>>>
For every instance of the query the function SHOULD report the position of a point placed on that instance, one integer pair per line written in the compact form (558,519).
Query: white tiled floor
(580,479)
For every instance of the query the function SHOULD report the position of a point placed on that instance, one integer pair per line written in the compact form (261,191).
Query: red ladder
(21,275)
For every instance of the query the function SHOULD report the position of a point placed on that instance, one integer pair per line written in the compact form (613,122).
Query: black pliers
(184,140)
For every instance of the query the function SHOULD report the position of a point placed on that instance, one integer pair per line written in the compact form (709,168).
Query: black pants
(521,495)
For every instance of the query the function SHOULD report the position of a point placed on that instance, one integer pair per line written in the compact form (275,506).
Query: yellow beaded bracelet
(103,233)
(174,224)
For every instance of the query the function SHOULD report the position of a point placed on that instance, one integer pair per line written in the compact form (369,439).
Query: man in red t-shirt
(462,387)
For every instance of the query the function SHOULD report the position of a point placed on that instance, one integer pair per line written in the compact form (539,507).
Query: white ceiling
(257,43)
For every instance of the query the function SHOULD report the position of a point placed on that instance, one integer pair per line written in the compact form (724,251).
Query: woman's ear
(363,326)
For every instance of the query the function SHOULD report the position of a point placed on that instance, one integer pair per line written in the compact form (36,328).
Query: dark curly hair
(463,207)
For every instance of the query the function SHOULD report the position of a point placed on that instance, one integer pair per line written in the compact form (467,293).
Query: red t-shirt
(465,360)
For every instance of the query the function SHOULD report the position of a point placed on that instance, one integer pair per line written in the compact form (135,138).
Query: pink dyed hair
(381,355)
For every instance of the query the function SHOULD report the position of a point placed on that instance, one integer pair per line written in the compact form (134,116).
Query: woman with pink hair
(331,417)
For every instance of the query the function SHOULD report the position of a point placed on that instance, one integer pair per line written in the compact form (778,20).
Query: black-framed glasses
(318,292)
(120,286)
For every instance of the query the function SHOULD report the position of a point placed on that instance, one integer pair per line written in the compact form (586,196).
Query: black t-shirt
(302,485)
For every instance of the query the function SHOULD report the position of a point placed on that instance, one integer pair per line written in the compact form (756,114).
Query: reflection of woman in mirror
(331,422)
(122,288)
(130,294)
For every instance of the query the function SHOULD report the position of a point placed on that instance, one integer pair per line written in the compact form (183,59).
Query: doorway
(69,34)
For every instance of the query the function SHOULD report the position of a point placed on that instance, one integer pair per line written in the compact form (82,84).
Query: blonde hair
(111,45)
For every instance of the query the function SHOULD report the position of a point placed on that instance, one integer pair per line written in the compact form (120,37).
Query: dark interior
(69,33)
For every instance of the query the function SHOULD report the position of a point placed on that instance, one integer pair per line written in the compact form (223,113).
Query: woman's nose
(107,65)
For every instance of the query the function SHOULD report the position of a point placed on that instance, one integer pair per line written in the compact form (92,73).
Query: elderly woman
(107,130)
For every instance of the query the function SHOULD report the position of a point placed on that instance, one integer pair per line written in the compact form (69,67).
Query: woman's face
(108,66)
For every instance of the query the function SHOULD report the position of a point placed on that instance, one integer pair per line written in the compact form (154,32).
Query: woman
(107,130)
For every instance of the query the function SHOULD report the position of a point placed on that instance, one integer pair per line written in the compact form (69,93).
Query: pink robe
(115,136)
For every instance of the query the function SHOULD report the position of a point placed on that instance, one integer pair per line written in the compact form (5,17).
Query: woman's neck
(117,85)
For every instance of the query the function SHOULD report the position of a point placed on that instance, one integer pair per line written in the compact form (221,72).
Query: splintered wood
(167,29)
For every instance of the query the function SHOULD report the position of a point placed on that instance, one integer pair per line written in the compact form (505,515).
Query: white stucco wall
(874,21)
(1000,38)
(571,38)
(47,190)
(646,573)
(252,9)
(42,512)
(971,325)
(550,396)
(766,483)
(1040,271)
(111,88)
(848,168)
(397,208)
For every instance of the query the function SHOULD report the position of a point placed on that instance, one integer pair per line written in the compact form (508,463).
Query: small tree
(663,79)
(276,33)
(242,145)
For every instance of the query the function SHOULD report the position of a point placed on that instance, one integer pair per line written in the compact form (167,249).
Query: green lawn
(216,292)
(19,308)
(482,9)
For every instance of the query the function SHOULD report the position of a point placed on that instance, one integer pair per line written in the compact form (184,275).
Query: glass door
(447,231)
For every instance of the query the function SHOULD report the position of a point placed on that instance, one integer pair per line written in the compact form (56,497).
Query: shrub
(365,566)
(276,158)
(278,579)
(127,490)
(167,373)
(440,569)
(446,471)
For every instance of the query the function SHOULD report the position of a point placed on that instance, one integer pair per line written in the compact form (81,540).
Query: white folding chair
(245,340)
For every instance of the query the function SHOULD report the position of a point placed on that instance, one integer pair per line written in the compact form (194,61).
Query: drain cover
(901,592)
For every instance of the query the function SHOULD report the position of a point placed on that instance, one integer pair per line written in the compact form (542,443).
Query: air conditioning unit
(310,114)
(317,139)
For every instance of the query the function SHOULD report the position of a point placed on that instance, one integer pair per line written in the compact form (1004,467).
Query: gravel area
<<<
>>>
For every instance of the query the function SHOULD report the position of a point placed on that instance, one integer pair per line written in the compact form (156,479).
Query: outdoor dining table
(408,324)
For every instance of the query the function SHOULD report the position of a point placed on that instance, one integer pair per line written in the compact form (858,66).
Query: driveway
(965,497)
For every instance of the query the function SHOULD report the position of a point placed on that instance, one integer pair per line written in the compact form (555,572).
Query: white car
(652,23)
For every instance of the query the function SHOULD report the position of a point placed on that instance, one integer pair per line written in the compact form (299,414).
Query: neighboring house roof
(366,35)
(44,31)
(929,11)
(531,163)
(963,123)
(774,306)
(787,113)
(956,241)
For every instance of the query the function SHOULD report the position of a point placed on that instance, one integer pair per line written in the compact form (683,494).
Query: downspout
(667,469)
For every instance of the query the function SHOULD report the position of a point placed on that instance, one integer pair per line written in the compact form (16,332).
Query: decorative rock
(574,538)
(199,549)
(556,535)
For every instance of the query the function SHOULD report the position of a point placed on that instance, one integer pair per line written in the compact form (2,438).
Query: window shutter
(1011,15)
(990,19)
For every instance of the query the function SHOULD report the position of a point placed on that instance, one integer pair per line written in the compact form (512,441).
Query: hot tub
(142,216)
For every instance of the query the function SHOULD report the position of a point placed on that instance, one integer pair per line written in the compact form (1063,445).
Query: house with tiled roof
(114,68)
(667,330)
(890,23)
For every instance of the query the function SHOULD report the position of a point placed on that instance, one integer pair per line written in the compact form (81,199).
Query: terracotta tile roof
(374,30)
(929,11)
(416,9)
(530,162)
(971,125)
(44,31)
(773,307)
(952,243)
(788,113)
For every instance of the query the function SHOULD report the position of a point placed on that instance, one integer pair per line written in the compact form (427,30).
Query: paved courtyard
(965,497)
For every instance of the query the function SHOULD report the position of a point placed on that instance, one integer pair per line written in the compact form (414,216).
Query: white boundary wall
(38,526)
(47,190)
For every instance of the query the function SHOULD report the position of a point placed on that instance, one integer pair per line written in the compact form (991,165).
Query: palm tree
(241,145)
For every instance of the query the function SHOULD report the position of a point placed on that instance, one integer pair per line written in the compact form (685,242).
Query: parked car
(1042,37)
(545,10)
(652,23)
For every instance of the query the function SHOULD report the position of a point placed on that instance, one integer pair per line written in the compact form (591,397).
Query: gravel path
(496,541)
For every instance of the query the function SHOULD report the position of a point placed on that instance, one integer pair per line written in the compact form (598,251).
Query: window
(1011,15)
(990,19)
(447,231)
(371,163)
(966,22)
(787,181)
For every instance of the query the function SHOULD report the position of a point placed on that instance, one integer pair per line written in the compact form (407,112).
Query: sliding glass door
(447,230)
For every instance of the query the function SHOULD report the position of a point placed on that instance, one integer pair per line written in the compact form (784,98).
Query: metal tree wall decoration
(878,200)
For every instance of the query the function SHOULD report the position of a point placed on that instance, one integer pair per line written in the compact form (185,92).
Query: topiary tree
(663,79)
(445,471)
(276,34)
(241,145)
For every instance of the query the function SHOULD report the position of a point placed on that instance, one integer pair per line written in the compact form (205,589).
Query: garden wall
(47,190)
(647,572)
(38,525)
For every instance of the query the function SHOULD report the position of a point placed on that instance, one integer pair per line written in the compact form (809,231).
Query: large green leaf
<<<
>>>
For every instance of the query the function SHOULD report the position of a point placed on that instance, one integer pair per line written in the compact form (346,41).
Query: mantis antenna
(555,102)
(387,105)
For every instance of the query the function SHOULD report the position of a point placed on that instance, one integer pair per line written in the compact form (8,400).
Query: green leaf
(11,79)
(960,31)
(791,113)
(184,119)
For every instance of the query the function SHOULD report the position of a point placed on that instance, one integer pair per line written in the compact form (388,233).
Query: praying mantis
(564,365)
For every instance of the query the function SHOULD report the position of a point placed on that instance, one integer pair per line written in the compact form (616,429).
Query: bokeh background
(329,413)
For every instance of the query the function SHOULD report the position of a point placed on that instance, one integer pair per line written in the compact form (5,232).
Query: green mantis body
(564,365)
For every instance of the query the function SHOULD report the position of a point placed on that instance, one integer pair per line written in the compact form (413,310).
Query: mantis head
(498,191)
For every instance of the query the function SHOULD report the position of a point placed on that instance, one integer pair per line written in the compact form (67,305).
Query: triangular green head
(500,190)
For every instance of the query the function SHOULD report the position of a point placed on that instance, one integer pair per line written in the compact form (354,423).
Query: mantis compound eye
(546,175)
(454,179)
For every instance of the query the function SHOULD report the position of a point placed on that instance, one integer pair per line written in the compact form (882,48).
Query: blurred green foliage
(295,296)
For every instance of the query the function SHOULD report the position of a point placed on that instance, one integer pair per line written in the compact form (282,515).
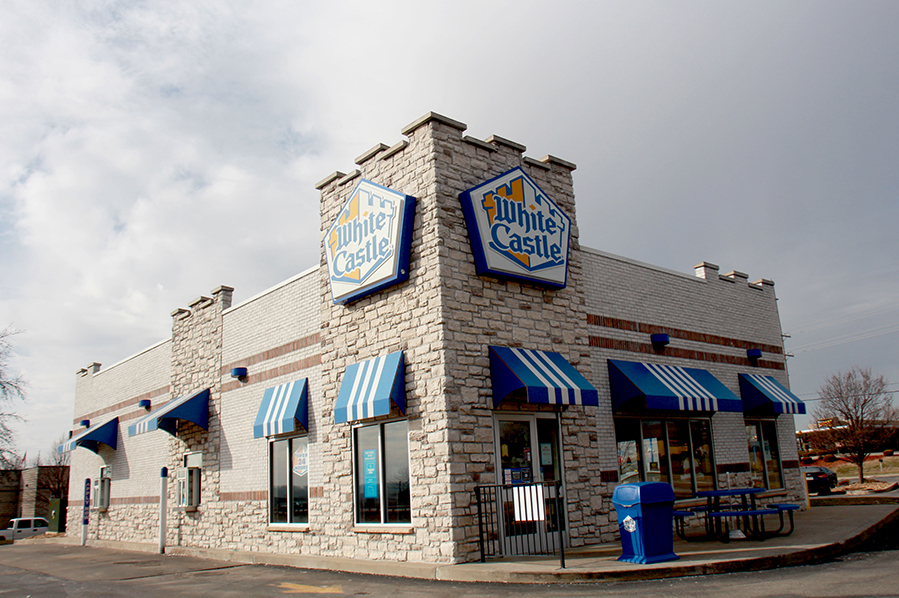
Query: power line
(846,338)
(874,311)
<<<
> Prompt
In the listing above, find the line holding "compact form (467,293)." and the line holding "compact form (82,84).", then output those two lines and every line between them exactly.

> Written reply
For every instance of the query the function SHOULD report the position of a point placed on that instance, one integer pair per line written in the compact form (467,293).
Query: red t-shirt
(465,360)
For every instance of the query the function SHOULD report the position of a point placed on that instance, one integer pair per line written in the compact form (135,138).
Query: pink dyed hair
(381,355)
For every instance of the query the function SHOULD report the position of a point placed on that instance, one integer pair per line written in the compact form (134,116).
Query: woman with pink hair
(331,417)
For every instance of the query the function SHOULD report the position of a point placed on that instance, one integer pair per line written in the compact form (778,20).
Query: black-framed glasses
(318,292)
(120,286)
For every instance of the query the function SHOULD report the position of a point placed on that instance, one integer pair per line written in the compact form (586,196).
Query: black t-shirt
(302,485)
For every instance of the query the function SHOULD report the position of a point placed on that instance, one integer pair per line written in the compact form (756,114).
Query: reflection of woman in mirror
(331,422)
(122,288)
(130,294)
For every instance of the query the function SHOULD report the position of a point placed on that instance, one integer pair per line written in the compact form (183,59).
Query: doorway
(69,34)
For every instance of the query the function SHOULD report the position of a point placed on that instance, one integer pair per line written in the compact form (82,84).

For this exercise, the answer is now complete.